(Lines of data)

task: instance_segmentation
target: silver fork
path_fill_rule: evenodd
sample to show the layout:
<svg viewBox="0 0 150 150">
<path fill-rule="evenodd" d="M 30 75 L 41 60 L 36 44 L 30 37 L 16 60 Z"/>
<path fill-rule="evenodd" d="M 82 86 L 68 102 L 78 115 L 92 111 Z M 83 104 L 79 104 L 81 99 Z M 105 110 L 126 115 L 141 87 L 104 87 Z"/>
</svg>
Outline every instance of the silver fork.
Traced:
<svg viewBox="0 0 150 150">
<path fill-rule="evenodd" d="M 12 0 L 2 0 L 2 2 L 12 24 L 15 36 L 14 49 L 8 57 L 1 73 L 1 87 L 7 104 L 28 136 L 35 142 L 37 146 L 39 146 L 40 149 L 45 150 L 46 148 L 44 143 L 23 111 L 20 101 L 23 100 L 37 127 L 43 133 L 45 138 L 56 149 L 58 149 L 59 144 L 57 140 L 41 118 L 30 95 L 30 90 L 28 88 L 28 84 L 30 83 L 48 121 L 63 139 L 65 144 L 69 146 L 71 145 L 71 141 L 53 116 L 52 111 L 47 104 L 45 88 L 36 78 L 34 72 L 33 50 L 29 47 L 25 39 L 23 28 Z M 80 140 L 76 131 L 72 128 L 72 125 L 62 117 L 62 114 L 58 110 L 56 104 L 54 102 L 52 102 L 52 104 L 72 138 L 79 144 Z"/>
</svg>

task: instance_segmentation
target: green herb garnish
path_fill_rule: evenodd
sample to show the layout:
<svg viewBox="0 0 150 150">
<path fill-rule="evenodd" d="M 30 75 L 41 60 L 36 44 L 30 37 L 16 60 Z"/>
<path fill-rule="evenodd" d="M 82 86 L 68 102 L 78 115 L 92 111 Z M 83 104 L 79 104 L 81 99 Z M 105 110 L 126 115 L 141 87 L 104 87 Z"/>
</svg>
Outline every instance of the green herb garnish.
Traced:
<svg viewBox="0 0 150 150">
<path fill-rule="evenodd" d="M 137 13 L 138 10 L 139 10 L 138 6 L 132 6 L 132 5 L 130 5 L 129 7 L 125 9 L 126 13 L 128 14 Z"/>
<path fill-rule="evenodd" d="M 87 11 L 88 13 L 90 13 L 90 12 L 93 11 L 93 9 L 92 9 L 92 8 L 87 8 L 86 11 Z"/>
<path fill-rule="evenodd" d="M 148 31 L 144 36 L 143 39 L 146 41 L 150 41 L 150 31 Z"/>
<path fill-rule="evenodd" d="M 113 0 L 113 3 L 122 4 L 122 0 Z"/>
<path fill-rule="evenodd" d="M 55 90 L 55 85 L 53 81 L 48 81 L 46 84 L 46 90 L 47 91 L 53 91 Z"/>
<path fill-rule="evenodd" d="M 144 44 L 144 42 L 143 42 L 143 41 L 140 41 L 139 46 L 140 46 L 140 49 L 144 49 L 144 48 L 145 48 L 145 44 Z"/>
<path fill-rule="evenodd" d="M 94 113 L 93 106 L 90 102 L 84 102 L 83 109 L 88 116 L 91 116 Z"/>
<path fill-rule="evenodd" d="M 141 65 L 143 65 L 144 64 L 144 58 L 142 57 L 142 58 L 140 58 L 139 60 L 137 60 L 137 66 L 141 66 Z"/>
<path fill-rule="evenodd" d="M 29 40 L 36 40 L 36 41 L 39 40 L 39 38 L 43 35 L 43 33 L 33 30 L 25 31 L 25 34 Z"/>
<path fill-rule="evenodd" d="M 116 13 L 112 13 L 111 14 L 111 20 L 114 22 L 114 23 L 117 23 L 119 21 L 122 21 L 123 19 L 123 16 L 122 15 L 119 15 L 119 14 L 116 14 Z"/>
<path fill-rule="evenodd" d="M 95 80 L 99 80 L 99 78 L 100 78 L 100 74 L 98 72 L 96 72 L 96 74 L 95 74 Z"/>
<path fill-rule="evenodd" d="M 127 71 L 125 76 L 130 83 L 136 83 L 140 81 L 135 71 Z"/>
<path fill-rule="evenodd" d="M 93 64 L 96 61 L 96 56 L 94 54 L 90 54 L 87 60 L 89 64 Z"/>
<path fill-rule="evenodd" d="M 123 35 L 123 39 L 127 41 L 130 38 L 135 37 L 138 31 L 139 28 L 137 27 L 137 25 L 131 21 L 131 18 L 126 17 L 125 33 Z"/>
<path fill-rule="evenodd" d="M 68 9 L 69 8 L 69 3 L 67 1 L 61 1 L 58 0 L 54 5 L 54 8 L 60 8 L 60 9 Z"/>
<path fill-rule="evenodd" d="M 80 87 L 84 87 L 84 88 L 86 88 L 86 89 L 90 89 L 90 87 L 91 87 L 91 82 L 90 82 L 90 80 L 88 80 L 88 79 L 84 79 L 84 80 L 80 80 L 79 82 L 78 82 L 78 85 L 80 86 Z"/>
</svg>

==

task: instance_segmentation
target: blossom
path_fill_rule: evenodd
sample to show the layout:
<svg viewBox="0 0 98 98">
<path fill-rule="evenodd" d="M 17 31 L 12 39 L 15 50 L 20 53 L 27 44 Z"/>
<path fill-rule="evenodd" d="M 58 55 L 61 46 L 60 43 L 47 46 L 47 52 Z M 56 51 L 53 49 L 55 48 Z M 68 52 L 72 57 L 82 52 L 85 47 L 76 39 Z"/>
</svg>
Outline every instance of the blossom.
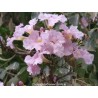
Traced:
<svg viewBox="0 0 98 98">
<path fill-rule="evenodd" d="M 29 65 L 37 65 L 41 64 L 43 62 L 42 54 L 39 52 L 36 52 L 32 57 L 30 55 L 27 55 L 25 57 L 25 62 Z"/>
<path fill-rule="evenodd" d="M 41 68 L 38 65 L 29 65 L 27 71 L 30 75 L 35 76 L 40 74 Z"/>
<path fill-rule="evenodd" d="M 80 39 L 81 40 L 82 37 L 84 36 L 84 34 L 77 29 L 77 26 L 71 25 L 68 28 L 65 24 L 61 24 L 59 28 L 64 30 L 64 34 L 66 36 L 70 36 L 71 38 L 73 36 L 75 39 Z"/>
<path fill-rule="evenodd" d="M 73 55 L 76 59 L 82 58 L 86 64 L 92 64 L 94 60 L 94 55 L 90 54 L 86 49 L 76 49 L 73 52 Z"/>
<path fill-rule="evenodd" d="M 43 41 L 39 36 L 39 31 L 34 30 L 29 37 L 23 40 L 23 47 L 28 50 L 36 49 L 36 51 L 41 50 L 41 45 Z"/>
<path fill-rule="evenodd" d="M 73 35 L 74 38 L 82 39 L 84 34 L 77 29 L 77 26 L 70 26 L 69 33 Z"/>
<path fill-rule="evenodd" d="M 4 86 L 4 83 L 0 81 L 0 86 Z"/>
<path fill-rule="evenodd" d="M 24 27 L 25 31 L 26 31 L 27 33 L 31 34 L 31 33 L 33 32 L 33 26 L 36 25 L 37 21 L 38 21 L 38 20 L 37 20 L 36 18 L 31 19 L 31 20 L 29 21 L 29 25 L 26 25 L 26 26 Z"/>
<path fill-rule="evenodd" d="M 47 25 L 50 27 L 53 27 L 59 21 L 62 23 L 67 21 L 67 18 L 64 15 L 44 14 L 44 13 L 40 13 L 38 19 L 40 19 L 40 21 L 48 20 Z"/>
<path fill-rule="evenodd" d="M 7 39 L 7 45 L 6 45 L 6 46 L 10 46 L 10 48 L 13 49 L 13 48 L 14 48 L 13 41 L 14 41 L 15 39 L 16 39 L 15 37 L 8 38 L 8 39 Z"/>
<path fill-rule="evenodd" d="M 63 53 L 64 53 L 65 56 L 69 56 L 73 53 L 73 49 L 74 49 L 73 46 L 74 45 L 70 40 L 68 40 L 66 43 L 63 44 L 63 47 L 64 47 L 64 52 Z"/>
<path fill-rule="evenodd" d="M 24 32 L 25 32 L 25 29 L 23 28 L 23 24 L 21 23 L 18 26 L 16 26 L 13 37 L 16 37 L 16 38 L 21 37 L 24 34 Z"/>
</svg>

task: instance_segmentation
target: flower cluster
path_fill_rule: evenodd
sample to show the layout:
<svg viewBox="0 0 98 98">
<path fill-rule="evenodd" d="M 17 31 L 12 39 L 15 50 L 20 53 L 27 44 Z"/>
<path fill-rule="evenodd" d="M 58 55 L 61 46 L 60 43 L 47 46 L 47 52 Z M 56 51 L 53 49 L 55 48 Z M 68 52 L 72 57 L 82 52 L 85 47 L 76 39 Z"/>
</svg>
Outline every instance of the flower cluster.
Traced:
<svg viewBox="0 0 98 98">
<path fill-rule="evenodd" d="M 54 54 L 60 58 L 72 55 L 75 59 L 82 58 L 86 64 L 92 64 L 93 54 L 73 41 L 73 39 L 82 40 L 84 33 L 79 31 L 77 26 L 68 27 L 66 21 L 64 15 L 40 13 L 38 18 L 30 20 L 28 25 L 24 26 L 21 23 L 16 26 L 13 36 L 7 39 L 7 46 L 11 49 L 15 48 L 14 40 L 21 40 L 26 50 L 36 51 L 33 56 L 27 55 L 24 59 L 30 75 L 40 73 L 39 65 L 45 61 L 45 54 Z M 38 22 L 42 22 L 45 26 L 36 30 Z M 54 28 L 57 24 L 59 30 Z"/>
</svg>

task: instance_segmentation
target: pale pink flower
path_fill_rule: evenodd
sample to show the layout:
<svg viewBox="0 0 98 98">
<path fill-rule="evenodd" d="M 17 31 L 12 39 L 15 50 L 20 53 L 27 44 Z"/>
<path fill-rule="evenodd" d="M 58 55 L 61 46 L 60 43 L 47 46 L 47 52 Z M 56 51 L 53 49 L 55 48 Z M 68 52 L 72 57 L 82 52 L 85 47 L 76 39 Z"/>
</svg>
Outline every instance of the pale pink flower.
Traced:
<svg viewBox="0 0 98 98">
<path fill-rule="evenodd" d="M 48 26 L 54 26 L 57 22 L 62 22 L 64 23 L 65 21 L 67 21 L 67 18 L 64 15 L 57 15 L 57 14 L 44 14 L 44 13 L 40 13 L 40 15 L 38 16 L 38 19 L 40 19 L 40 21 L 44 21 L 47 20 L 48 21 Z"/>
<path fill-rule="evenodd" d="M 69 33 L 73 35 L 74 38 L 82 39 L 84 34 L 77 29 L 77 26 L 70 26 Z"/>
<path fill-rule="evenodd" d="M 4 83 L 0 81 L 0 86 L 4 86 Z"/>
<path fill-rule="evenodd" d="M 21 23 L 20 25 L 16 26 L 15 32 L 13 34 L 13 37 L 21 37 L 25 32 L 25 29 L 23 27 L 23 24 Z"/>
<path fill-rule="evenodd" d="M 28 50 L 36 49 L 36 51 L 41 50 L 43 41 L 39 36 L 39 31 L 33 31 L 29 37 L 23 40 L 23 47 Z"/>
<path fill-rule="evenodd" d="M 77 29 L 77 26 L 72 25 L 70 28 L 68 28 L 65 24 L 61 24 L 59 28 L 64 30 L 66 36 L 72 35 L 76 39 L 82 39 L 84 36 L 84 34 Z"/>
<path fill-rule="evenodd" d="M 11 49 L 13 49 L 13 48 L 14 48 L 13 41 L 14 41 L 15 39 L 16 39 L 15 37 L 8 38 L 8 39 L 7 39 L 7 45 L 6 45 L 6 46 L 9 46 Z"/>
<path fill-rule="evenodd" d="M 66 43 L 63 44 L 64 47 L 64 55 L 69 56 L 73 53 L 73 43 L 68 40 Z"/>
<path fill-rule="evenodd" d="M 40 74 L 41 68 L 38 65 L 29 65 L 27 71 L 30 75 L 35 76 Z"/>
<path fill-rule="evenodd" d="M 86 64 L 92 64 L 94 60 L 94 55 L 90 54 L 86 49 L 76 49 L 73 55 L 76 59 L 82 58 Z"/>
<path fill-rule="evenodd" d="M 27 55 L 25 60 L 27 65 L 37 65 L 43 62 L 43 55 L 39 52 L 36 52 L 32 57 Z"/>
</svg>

==

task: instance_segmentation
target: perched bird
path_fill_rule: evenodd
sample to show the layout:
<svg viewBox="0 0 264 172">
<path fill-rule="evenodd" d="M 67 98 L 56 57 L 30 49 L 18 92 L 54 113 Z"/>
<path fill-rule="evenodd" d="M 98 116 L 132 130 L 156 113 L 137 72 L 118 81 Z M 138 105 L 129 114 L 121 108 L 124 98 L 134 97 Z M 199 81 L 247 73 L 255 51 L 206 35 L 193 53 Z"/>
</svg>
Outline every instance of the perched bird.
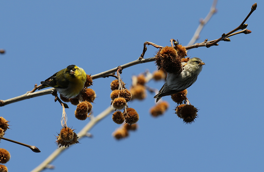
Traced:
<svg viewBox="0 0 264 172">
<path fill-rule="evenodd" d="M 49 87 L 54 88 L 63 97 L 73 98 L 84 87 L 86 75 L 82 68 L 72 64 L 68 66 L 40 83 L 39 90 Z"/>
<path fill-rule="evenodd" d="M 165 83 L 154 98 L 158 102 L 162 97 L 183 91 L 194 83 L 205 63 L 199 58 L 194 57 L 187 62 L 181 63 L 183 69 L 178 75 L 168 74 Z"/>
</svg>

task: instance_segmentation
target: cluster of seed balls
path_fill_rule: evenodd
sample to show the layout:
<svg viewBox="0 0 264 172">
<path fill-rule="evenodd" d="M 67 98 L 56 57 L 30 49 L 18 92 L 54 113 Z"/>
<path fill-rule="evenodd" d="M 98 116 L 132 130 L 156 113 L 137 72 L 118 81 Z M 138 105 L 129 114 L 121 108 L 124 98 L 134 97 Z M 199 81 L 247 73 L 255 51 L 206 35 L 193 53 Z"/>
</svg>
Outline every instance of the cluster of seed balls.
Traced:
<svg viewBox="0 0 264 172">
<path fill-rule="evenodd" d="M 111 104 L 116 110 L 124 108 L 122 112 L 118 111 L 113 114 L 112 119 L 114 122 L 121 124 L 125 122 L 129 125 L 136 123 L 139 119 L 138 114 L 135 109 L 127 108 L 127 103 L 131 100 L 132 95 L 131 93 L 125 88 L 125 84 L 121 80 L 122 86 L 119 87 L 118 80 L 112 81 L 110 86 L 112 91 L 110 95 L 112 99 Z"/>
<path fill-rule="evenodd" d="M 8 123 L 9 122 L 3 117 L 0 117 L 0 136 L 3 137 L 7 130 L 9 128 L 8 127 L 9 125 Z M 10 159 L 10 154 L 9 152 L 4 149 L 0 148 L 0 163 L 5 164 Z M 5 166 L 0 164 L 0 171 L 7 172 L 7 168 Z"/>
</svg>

Task requirements: Locate each line in the material above that contains the string "fork", and copy every one of those lines.

Final result:
target: silver fork
Outline every instance of the silver fork.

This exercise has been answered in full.